- [EXERCISE PROMPT]:
Return each of the records below word for word, leaving nothing out and changing nothing.

- [EXERCISE MATERIAL]:
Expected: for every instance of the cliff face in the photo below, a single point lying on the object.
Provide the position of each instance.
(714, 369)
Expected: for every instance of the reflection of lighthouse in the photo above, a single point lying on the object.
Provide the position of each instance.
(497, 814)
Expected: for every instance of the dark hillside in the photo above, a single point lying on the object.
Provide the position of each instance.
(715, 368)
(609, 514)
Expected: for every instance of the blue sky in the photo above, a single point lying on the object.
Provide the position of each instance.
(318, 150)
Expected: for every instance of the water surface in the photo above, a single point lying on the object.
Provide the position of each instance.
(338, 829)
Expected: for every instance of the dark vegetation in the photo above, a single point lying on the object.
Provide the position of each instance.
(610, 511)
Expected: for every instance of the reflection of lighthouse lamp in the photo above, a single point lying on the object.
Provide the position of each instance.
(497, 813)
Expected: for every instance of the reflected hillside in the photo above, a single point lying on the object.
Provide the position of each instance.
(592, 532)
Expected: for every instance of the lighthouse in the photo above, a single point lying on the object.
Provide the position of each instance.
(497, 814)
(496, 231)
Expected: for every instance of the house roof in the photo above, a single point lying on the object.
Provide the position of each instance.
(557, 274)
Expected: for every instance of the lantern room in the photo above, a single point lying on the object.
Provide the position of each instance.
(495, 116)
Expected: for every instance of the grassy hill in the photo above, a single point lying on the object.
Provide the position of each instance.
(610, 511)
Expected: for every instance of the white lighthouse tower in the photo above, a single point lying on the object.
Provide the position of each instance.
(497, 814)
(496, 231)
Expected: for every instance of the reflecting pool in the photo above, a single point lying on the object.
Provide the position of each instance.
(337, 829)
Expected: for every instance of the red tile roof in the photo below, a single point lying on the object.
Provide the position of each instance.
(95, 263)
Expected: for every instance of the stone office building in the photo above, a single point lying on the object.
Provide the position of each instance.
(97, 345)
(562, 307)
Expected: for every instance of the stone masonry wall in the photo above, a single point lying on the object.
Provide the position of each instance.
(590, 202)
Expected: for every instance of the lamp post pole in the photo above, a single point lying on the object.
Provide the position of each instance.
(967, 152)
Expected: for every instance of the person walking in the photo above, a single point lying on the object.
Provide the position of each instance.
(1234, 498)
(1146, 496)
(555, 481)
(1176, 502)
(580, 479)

- [COMPLETED EXERCISE]:
Expected: for every instance of the cliff face in the photo below, a single point lying on the object.
Provide the position of each instance.
(714, 369)
Expected: for every instance of the reflection of lighthouse in the photo above, a single point lying on the object.
Provide the position of each instance.
(497, 814)
Expected: for every instance of the dark hillside in the photo above, a single point lying on the object.
Provide the position of each instance.
(715, 368)
(609, 514)
Expected: for every instance of the blue sky in the photo above, a single point lying on the object.
Provide the position of each instance.
(318, 150)
Expected: for every instance of the water surface in the photo above, a single point lying on the object.
Provide the position of each instance.
(338, 829)
Expected: for every instance of the dark vegetation in the photo above, a single point lying on the object.
Provide the position of each instance.
(610, 511)
Expected: for every instance of the reflection of lighthouse lamp in the photo above, a single point lying on the object.
Provide the position of each instance.
(497, 813)
Expected: for every instance of the reflected hillside in the photo above, a single point lying on the object.
Provide the position of each instance.
(592, 532)
Expected: for every instance of the lighthouse in the photo above, a single point lying on the object.
Provide the position of each instance.
(497, 814)
(496, 231)
Expected: for every instance of the house roof in the photo above, a single point lying on the object.
Provide the position of each instance.
(557, 274)
Expected: for every instance of the lantern room in the photo above, a single point lying on the object.
Provide the position of each instance.
(495, 116)
Expected: for every instance of the grassy hill in the photo above, a single point lying on the object.
Provide the position of each instance.
(610, 511)
Expected: for every instance of the white lighthouse tower in the photo above, a single point lying on the object.
Provide the position of each instance.
(497, 814)
(496, 231)
Expected: for every instance of the reflecting pool in the photo above, a single point lying on the object.
Provide the position of each instance.
(337, 829)
Expected: for every instance of the red tile roof in the photo below, a single point lying on the object.
Provide the position of each instance.
(95, 263)
Expected: for every instance of the stone office building in the photo above, a single point lying on the object.
Provide the position of each instance.
(97, 345)
(562, 307)
Expected: for every instance of the stone masonry wall in the photo above, a single point lying on the object.
Provide the position of each instance.
(590, 202)
Expected: for every instance of the lamp post pole in the photo above, a single point lying on the object.
Provide the position of each instance.
(967, 152)
Expected: for every instance of the person walking in the photo above, a single point lying on the object.
Provide the position of each instance.
(1234, 498)
(1146, 496)
(555, 481)
(1176, 502)
(580, 479)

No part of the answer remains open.